> Objetivo A:
Redigite o trecho do texto sobre os jovens de Witmarsum que começa em "Entretanto, esses três" e vai até "finais de semana.".

> Trecho do documento:
Orkut e Facebook muitos têm. O que fazer também não falta, embora não seja bem aquilo que estamos acostumados. A relação com a tecnologia também é diferente. Veja o caso de Daniel Siebert: 22 anos, agrônomo formado em Ponta Grossa – a um pulo de Witmarsum –, ele não troca o despertar às 4h da manhã, para alimentar as vacas leiteiras da fazenda do pai, por nada nesse mundo. Opção de sair Daniel teve, mas o chamado da natureza foi mais forte. "Não gosto de aglomeração" conta o rapaz, que trabalha com os animais e a terra desde os 11 anos.

Sair da colônia para estudar nas universidades próximas é uma realidade entre os moradores de Witmarsun. Há aqueles que se deslumbram com os numerosos carros e arranha-céus; entretanto, a ligação afetiva com a comunidade e os valores passados pelos pais pesa na decisão dos que ficam na colônia. Monique Ewert, 25, foi para Curitiba estudar Gastronomia. Se viu em um apartamento na rua Visconde de Gua­­rapuava, no Centro, uma das regiões mais movimentadas da cidade. "O que ouvia dizer é que morar em Curitiba não era bom. E eu prefiro a tranquilidade daqui do que o barulho de lá. Fui estudar para ter uma outra opção de profissão, mas sempre quis voltar."

Adaptação

Por serem bastante ligados à religião – Witmarsun é uma colônia evangélica Menonita – e aos valores do trabalho e da família, os jovens contam que tiveram dificuldade de se adaptar à maneira de pensar dos colegas da cidade. "Às vezes me perguntavam sobre minhas escolhas, como o porquê de não beber até encher a cara. Mas não tive dificuldade em fazer amigos. As pessoas se aproximavam por eu ser diferente" explica Monique. Daniel, porém, demorou para fazer amizades. "Me sentia perdido, com receio de ser quem eu sou pela minha vida e pela forma de pensar, mas no fim acabei sendo aceito." O uso das mídias sociais veio da cidade, como uma forma de interação, mas de volta ao campo eles deixaram de usar com frequência o MSN e o Facebook, que nem faz tanta falta assim, já que preferem conversar com as pessoas frente a frente.

Futuro

Outro jovem que ficou por Witmarsum foi Benjamin Kliewer, de 23 anos. Diferente de Daniel e Monique, ele optou por não fazer faculdade ou curso profissionalizante. Por enquanto, Benjamin serve os clientes da confeitaria da família, mas pensa em viver fora do país por um tempo. "Na cidade tudo é diferente, mais estressante e violento. Aqui tudo é calmo. Temos mais contato com os outros", diz, com sotaque carregado de um legítimo alemão – mesmo tendo nascido e vivido quase toda a vida no Brasil.

Entretanto, esses três exemplos não são a regra na comunidade, já que nem todos têm chances de emprego por lá. Aí, o jeito é encarar a vida fora, mesmo que isso signifique sentir o cheiro do campo só nos finais de semana.

> Objetivo B:
Nas linhas que vêm abaixo, reescreva somente o trecho que começa na linha com "Trace the outline of every instance of the rippled" e vai até a linha com "M 6 0 L 0 118". Troque "vertices" por "corners" e deixe todo o resto igual.

Itens guardados de uma coleção:
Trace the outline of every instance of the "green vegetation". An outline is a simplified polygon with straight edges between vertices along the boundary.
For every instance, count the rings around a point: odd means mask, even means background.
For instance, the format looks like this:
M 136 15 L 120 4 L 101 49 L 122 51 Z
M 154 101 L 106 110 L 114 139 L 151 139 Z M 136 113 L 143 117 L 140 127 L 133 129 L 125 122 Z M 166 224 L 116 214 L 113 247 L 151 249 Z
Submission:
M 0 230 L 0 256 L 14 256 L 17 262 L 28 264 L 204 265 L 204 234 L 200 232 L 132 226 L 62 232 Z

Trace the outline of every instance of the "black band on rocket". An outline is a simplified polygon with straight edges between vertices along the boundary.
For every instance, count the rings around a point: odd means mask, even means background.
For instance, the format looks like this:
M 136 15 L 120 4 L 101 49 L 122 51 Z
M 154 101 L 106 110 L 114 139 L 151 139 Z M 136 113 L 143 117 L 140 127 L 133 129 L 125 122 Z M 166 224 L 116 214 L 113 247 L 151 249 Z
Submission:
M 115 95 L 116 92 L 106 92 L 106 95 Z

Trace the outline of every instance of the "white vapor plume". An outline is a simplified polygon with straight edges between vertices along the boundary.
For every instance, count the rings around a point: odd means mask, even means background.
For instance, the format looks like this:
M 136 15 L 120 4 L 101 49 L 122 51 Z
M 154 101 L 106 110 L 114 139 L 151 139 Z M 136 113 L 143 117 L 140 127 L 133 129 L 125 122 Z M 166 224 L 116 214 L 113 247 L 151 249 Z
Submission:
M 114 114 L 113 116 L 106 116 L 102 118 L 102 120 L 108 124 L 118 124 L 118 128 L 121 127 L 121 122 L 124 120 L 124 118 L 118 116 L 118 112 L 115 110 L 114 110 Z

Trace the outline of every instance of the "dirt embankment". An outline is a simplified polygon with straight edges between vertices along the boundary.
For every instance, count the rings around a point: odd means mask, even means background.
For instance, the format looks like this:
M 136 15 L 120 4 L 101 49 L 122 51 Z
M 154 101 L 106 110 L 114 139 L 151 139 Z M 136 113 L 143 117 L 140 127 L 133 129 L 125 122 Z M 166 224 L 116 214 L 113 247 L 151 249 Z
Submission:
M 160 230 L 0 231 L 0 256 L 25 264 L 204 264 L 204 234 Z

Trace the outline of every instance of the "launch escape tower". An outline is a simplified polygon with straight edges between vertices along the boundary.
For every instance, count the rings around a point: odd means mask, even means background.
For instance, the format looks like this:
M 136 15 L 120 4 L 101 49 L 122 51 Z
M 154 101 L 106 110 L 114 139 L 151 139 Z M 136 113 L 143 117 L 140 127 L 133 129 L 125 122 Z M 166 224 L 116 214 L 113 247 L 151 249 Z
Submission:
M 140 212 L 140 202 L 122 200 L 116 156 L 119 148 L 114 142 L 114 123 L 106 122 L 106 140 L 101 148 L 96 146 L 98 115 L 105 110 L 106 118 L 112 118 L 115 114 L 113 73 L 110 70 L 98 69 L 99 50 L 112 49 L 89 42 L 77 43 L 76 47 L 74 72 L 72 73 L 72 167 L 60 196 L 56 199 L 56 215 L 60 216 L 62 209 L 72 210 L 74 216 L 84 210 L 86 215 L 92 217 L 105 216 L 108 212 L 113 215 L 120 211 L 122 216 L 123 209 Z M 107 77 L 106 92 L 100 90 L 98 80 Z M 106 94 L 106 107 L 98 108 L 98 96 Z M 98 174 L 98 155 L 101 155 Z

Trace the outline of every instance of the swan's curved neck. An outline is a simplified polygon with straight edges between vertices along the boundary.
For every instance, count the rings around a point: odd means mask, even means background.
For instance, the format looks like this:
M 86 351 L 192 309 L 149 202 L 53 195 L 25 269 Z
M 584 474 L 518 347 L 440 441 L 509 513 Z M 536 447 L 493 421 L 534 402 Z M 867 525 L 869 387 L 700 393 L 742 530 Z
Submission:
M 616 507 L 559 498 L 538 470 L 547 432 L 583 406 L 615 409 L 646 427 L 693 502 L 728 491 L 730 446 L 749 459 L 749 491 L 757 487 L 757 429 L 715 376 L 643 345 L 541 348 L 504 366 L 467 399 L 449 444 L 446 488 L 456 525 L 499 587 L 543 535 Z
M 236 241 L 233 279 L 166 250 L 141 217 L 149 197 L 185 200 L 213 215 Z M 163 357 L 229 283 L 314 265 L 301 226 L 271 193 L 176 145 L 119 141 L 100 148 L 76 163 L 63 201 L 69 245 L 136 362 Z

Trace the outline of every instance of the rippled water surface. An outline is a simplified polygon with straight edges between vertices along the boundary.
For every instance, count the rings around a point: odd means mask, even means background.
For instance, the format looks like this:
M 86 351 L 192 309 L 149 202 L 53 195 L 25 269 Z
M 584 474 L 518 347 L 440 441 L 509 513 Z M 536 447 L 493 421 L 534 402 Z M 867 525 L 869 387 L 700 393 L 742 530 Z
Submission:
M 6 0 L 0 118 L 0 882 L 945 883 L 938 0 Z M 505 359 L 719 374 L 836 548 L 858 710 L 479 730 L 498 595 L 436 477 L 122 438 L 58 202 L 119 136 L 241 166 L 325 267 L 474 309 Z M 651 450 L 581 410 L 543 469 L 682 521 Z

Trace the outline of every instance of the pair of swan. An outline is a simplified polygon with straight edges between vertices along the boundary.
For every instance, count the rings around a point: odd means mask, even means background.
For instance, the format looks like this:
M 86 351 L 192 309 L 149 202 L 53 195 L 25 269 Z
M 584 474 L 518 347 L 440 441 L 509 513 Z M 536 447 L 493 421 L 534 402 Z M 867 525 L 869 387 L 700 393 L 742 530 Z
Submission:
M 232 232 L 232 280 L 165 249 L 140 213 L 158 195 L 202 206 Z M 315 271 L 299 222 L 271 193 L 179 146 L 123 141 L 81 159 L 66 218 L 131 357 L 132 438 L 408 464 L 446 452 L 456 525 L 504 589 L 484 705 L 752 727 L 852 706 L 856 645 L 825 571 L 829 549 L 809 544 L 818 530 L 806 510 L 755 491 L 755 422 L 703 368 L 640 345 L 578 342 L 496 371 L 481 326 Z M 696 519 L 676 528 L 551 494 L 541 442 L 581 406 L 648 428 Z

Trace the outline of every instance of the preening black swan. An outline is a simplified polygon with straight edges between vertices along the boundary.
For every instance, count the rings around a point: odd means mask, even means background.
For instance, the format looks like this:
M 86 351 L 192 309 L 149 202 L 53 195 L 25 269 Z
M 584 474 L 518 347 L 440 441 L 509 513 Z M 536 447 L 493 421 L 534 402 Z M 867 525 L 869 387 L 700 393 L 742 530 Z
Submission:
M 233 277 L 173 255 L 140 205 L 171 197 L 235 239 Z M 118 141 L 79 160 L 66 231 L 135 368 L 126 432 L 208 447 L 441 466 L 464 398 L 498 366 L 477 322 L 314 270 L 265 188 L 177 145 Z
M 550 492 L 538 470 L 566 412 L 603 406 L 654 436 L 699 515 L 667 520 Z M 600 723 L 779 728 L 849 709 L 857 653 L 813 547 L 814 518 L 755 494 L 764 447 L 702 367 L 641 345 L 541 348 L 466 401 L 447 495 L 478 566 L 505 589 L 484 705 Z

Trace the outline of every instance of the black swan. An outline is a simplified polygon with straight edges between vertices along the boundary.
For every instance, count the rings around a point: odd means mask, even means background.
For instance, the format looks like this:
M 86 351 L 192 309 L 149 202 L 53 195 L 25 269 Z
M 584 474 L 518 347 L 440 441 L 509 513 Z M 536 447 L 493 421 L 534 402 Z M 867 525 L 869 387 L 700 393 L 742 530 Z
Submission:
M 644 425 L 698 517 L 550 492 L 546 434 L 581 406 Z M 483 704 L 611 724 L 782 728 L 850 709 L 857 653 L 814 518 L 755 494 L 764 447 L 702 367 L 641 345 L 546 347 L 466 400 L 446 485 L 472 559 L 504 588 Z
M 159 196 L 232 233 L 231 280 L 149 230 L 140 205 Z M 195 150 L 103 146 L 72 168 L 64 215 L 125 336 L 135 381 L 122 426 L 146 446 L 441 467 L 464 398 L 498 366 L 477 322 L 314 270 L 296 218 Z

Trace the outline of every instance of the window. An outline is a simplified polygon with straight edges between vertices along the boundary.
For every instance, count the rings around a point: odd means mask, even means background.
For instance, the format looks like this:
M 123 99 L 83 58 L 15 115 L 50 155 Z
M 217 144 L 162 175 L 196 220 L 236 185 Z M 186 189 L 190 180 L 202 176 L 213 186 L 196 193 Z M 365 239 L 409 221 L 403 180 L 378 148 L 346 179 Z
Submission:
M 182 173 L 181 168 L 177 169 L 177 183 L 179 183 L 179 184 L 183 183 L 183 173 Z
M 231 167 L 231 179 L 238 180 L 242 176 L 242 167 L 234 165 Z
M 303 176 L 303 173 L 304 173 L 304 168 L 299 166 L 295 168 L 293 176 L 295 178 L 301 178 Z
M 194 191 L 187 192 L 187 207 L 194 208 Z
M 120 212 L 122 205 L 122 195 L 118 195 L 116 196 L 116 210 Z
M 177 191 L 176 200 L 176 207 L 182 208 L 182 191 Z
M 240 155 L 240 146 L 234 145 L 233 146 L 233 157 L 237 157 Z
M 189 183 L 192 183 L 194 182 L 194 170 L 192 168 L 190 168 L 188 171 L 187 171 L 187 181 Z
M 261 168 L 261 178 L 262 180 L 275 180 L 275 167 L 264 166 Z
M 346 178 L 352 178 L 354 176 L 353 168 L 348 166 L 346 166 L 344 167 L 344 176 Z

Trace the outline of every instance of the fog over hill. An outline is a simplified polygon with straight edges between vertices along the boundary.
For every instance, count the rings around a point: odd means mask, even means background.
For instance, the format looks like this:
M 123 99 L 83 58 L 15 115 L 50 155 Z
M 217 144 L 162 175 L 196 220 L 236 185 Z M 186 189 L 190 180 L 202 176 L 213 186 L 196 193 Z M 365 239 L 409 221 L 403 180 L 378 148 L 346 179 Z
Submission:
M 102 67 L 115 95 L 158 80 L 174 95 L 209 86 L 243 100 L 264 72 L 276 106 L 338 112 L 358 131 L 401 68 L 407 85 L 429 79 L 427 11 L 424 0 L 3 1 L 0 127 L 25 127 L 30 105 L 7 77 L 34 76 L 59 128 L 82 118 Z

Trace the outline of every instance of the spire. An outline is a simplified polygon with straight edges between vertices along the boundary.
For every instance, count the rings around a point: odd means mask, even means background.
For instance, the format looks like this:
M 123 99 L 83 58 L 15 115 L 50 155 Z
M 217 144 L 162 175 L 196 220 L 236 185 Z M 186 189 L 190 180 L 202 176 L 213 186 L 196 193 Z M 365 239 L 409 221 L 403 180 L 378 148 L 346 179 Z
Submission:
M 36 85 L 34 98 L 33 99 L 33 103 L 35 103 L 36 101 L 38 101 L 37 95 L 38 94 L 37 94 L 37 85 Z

> Resposta da tarefa A:
Entretanto, esses três exemplos não são a regra na comunidade, já que nem todos têm chances de emprego por lá. Aí, o jeito é encarar a vida fora, mesmo que isso signifique sentir o cheiro do campo só nos finais de semana.

> Resposta da tarefa B:
Trace the outline of every instance of the rippled water surface. An outline is a simplified polygon with straight edges between corners along the boundary.
For every instance, count the rings around a point: odd means mask, even means background.
For instance, the format looks like this:
M 86 351 L 192 309 L 149 202 L 53 195 L 25 269 Z
M 584 474 L 518 347 L 440 441 L 509 513 Z M 536 447 L 493 421 L 534 402 Z M 867 525 L 869 387 L 700 393 L 742 530 Z
Submission:
M 6 0 L 0 118 L 0 882 L 945 883 L 938 0 Z M 505 359 L 719 374 L 836 548 L 858 710 L 479 730 L 498 595 L 436 477 L 122 438 L 58 202 L 119 136 L 241 166 L 325 267 L 474 309 Z M 651 450 L 581 410 L 543 469 L 682 521 Z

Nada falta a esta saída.